[DOCUMENT PASSAGE]
+--
If you asked me last year about the title of design editor, I would’ve probably ignored anything to do with myself and my awards, the dozens of magazines I’d scrupulously designed and laid out, or the hundreds of illustrations I created over the years.

Instead, I’d probably tell you about the design editors of the 139th board. The night I opened Adobe InDesign for the first time, when Collin showed me how to make a dropcap, and I was oblivious to how much this app would dominate my life. Or the one spent chipping through my first A1, sitting beside Lilian as she illustrated the cover of that year’s housing guide on the now incredibly broken design couch. Maybe about hot pot with Design 140, the subsequent board, and christening every Wednesday night by listening to Clairo’s “Sofia” with Sophia. How I came to adore 34th Street Magazine as I executed Wei-An’s genius packages, a testament to her ingenuity as a fellow designer-cognitive scientist. Falling in love with digital art all over again, watching Janine and Emmi school me in Procreate and Photoshop, and laughing through long production nights thanks to Anish and Katrina’s biting humor.

However, above all, I’d fixate on how much I wasn’t like these incredible, talented people. How unearned this title was.

My life has been defined by serendipity. Growing up in New York City meant applying to elementary, middle, and high school. And with that came questions about my long-term goals, the cultivation of extracurricular activities, and the curation of my identity and ‘story.’ Weirdly enough, I don’t think I ever really intended to curate this kind of identity for myself; it just kind of happened. Through miracle after miracle, I managed to claw my way up school to school — and eventually off Penn’s waitlist — picking up debate in middle school because my crush was in it, going to random club meetings to skirt my curfew, and even graduating high school with an associate’s degree — all on a whim.

Unfortunately, the luck seemed to have run out. Stumbling into design editorship with this aimlessness and lack of ambition was terrifying. Everything that could go wrong, went wrong — the designers I came up with left and moved on, and I was left to rebuild from nothing. The long nights and the hours spent planning revealed to me more than I’d ever anticipated: how socially motivated I am for someone so ridiculously lonely.

I realized some fairly obvious things; namely, that community not only takes time and effort, but also can’t be forced. I spent many a production night resenting the empty design pit, and even today, I lament that, despite all the tortured nights and Sunday meetings, I never found my footing within Street. No amount of admiration I harbored would be enough to truly bond me to the people I idolized, let alone transform me into them.

Thus, I gave up on trying to emulate the greats. Jaded, designing for Street sometimes felt transactional and embarrassing, with every difficult production night serving as a constant reminder of my social ineptitude and isolation.

So, when asked that innocuous question by Alex, something clicked. That my constant anxiety about filling big shoes and fitting into small circles mattered to no one but me. That just as Collin and Lilian shaped my freshman year, in some part, I’d done the same for this new class of designers.
+--
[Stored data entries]
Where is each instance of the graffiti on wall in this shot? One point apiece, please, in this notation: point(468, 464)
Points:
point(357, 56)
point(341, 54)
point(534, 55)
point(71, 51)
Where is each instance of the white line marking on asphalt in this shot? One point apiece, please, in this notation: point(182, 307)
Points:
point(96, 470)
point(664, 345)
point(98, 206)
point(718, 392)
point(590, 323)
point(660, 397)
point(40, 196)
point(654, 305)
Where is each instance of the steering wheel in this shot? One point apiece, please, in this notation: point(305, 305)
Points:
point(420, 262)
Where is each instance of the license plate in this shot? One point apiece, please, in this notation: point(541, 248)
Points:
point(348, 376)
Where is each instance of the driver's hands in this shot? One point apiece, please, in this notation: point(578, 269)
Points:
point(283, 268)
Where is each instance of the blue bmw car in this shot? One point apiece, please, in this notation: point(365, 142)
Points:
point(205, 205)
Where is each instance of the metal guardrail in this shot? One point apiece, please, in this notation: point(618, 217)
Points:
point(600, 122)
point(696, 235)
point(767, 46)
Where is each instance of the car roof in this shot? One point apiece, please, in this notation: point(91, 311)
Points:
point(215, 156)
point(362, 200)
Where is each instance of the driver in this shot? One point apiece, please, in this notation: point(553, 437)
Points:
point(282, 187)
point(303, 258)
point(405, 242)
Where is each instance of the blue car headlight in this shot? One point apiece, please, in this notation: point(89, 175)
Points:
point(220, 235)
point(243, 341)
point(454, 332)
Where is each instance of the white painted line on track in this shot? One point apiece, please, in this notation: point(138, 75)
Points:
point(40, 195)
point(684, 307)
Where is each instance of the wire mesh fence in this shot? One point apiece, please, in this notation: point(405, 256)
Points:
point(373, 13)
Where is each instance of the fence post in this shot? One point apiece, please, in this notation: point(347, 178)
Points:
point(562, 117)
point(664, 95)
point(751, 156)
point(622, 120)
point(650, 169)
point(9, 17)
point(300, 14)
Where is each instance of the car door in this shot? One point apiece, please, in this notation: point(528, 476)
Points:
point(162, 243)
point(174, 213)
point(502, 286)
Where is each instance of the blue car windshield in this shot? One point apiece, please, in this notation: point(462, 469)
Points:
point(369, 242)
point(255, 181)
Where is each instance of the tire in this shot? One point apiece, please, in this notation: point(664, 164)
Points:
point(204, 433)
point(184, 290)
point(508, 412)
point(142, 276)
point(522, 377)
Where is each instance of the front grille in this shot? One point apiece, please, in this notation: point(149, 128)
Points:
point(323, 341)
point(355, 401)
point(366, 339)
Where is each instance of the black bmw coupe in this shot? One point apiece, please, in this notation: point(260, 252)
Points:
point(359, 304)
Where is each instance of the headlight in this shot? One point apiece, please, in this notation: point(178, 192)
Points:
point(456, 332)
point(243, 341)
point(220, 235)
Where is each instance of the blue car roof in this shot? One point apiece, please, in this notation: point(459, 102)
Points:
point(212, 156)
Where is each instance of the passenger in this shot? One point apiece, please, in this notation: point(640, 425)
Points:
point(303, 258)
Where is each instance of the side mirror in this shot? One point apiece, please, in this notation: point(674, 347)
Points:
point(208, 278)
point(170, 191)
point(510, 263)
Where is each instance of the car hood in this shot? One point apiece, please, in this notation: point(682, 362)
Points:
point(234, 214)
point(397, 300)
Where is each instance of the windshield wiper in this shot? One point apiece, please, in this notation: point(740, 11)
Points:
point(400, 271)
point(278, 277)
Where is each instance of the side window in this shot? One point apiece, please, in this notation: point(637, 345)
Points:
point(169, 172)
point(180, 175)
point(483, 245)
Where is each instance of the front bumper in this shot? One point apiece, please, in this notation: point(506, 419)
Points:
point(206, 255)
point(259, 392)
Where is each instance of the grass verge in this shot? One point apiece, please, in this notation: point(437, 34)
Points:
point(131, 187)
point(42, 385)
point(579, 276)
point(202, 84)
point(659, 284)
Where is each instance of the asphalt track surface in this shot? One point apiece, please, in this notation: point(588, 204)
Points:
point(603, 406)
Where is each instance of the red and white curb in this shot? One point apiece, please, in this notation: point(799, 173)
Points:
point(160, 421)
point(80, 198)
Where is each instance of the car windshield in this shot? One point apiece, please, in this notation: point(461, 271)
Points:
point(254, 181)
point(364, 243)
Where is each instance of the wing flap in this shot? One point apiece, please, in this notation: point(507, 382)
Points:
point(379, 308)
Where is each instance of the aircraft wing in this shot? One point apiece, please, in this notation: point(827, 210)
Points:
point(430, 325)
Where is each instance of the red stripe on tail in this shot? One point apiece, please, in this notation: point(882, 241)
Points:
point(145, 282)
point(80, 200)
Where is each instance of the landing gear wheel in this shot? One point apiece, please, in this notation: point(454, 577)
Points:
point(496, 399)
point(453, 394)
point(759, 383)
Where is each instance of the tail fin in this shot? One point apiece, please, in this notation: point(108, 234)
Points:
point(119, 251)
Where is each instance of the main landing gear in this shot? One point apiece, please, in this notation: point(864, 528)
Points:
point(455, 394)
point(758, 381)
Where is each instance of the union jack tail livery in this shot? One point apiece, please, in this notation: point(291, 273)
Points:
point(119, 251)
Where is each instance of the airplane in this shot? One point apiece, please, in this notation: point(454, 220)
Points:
+--
[PROBLEM TO SOLVE]
Rewrite the stretch of the design editor essay from "Thus, I gave" through "ineptitude and isolation.", putting "impersonal" in place of "transactional".

[SOLUTION FOR THIS PROBLEM]
Thus, I gave up on trying to emulate the greats. Jaded, designing for Street sometimes felt impersonal and embarrassing, with every difficult production night serving as a constant reminder of my social ineptitude and isolation.